* _EXERCISE REQUIREMENTS_
Lines from the one containing "Where can you spot the bench wooden" through the last line of the records below need to be repeated exactly; nothing else, and no pictures.

Stored data entries
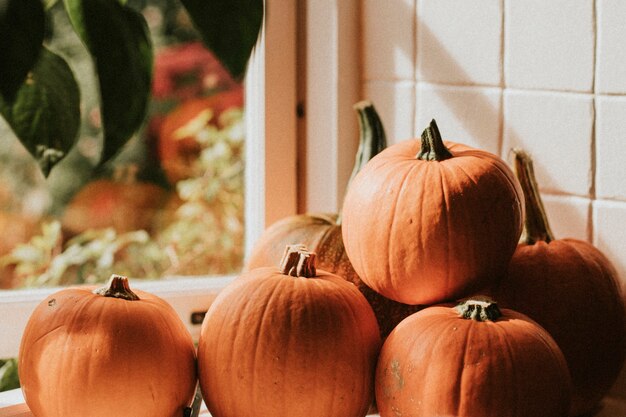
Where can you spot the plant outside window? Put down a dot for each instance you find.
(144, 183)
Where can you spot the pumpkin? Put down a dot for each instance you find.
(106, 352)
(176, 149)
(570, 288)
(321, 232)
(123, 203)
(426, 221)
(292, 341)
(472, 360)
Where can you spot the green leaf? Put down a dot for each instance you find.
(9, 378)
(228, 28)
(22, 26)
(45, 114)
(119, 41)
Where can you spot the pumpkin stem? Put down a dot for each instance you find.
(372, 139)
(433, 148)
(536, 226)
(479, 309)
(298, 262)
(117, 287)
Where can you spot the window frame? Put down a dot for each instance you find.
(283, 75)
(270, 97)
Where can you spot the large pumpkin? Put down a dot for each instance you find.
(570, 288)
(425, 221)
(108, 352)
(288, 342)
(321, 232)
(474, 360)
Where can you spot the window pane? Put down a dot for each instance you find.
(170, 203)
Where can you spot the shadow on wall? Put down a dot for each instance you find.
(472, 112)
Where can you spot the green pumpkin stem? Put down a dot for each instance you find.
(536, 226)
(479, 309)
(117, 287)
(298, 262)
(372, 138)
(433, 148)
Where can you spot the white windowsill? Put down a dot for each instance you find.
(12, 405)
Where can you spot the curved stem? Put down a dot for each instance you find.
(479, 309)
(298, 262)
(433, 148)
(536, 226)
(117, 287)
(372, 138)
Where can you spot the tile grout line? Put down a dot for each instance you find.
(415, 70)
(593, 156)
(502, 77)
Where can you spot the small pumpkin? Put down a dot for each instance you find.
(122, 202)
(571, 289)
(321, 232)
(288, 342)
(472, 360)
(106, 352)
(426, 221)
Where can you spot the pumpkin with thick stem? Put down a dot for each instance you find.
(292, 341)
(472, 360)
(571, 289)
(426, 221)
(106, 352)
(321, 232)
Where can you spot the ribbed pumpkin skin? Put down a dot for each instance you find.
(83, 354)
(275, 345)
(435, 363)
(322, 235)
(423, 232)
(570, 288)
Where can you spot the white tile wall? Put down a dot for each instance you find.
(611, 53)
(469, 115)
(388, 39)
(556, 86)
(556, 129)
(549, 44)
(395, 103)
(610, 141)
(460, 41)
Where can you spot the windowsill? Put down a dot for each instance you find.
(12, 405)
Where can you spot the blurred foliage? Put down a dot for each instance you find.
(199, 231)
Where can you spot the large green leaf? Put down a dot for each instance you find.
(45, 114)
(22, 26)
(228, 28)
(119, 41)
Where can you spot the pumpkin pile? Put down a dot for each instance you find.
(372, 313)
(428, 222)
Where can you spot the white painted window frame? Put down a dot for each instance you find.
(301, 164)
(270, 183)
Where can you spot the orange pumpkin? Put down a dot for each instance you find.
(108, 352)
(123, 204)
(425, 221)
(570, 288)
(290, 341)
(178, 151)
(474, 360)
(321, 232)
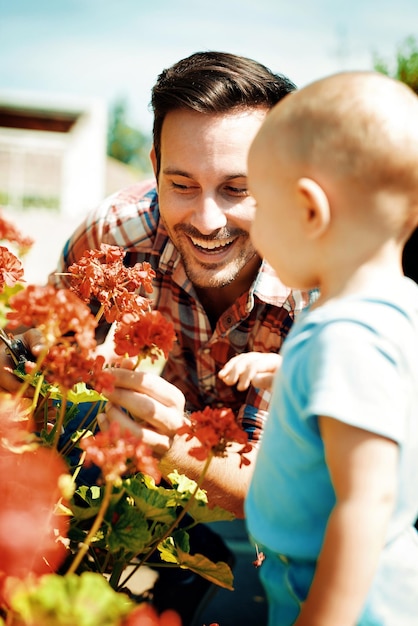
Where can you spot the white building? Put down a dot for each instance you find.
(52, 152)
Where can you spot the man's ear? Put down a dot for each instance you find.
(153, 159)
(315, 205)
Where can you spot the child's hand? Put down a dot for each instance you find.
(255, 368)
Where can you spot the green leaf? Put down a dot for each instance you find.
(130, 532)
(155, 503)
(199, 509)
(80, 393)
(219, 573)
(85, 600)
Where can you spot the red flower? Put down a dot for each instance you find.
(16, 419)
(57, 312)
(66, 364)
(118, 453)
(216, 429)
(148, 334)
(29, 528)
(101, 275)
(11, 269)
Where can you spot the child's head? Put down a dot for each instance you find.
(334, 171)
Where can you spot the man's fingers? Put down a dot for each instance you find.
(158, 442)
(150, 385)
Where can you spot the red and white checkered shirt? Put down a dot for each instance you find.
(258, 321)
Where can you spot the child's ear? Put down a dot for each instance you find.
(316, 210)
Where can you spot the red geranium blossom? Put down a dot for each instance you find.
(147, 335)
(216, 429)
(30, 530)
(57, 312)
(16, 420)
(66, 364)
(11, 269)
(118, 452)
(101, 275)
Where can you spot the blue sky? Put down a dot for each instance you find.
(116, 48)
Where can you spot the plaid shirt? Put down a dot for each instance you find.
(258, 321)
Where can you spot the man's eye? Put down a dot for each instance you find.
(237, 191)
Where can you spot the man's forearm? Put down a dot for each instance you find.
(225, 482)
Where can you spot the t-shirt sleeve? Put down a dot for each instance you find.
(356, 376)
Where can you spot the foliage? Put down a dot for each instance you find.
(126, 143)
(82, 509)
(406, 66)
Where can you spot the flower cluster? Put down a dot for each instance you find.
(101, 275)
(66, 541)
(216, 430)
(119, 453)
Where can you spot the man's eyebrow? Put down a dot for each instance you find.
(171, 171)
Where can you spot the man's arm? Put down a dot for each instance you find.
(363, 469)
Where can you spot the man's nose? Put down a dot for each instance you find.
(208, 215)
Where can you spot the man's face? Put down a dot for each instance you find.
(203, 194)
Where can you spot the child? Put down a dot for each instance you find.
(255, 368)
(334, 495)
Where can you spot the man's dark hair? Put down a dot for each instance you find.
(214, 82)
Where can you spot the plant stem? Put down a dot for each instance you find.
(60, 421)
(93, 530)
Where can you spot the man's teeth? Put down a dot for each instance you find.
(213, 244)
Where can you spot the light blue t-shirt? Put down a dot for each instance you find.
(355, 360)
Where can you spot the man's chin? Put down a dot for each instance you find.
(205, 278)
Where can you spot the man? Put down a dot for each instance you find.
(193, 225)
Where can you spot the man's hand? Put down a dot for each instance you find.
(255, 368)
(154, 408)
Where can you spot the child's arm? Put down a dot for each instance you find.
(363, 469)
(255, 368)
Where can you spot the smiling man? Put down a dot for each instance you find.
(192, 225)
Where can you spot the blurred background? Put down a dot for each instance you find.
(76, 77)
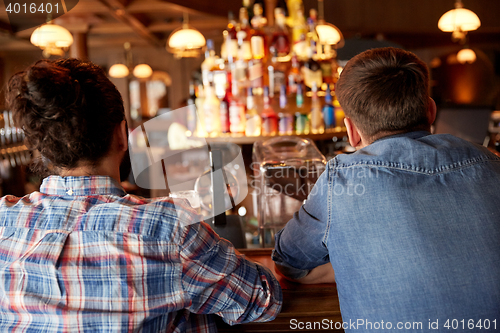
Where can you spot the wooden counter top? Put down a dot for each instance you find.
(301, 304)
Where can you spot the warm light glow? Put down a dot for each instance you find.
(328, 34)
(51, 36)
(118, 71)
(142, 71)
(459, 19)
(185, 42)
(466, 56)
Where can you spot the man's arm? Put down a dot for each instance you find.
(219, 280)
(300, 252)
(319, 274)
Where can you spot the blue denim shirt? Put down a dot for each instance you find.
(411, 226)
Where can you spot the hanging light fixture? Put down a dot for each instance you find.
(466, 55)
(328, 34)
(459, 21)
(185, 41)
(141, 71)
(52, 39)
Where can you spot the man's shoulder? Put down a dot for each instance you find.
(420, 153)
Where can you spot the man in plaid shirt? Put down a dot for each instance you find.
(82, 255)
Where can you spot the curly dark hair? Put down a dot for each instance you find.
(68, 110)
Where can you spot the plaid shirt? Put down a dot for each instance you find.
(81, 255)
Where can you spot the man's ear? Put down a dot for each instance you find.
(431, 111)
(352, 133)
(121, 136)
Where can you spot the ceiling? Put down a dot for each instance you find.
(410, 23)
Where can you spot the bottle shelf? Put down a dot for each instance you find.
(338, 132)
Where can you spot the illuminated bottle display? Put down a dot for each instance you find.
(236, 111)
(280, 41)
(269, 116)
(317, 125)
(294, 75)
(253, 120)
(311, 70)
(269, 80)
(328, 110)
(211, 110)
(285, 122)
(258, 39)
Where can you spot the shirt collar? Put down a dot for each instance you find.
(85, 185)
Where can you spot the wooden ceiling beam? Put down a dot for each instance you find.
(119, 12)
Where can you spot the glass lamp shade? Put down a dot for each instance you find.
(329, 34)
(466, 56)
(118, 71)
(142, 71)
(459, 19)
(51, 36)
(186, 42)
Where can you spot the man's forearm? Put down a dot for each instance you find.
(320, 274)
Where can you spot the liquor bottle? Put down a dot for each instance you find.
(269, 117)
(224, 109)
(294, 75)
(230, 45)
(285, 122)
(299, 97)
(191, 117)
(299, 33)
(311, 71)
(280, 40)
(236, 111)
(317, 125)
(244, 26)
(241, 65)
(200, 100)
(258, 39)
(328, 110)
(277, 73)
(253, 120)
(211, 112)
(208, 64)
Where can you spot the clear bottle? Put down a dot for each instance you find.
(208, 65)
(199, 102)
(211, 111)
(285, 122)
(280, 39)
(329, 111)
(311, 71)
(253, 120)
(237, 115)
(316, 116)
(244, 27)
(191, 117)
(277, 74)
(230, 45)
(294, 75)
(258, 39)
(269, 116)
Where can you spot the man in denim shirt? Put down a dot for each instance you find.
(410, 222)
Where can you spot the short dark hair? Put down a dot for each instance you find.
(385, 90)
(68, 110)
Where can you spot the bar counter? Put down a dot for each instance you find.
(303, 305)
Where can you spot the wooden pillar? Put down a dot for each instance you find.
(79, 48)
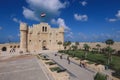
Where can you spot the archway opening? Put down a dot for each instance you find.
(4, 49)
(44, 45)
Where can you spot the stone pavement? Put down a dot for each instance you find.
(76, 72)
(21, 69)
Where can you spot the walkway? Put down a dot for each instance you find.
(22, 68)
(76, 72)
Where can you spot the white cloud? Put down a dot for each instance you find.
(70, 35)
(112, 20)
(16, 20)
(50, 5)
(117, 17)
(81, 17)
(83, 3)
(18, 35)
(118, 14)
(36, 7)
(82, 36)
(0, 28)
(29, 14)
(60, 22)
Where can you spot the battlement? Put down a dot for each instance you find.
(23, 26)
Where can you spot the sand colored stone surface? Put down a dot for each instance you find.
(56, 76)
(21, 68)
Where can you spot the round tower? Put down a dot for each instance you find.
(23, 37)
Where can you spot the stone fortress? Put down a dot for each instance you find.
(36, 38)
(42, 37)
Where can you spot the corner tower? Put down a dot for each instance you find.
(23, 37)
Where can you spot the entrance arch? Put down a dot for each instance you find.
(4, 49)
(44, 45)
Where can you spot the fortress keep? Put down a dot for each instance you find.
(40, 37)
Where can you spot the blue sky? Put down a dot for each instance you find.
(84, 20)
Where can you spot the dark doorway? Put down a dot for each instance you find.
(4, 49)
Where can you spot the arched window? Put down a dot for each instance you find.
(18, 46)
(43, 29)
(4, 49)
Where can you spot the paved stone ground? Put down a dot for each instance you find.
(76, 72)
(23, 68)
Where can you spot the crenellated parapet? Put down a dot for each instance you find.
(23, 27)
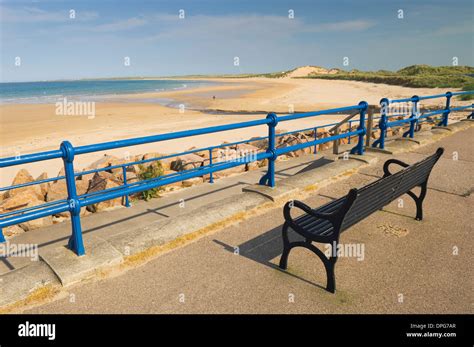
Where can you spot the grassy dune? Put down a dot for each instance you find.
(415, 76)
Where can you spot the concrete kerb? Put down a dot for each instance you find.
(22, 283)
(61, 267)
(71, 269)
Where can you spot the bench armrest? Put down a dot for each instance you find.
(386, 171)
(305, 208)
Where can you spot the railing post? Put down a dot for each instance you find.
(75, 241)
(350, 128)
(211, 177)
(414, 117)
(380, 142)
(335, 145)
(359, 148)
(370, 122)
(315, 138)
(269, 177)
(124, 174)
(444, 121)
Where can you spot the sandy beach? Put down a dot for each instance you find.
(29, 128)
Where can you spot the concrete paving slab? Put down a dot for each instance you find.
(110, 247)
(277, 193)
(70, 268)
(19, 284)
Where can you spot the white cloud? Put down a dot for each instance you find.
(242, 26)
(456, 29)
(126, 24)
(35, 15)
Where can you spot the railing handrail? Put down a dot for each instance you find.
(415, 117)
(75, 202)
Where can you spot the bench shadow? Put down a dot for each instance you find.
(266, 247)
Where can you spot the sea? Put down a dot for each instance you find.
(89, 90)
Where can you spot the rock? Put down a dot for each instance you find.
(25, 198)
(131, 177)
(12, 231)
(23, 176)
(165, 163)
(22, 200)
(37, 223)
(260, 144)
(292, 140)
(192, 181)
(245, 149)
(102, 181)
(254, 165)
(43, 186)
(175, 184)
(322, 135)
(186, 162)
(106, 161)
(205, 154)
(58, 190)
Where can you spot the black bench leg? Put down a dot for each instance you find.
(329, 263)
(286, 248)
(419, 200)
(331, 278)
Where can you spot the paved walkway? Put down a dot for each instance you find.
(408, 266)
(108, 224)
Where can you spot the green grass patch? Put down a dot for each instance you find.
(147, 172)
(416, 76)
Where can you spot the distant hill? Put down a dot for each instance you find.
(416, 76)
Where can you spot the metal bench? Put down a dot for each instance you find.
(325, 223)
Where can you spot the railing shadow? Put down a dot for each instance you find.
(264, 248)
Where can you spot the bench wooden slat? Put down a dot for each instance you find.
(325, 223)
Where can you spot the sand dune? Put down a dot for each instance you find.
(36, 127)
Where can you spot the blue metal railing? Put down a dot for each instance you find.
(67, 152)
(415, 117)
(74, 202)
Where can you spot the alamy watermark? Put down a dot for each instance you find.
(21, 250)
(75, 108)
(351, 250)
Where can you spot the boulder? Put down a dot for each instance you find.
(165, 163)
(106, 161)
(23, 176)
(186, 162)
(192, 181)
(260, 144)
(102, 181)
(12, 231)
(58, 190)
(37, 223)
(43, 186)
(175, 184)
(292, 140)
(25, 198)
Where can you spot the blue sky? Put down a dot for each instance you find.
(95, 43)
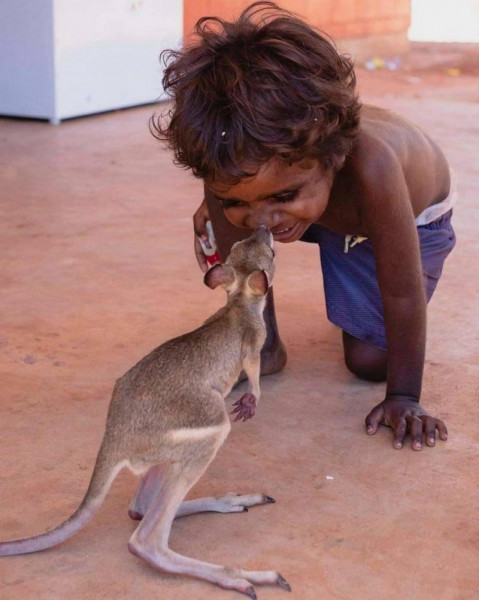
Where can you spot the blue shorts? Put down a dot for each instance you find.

* _WRITTEN REPLY_
Where can you spot the bench wooden slat? Put down a dot for each instance you find.
(325, 223)
Where can you spot the sand dune? Put down a dot for each instance you find.
(36, 127)
Where can you spot the blue metal railing? Put down a dot for each instance you find.
(67, 152)
(415, 117)
(74, 202)
Where can you spot the alamy watermark? Put down a dot for each instance you find.
(21, 250)
(75, 108)
(351, 250)
Where can you spot the boulder? Put down a dot for each instance you find.
(165, 163)
(106, 161)
(23, 176)
(186, 162)
(192, 181)
(260, 144)
(102, 181)
(12, 231)
(58, 190)
(37, 223)
(43, 186)
(175, 184)
(292, 140)
(25, 198)
Where can you spot the blue sky? Put down a dot for each instance you find.
(95, 43)
Where can you spot the blue shorts? Put down a dot for each instance you find.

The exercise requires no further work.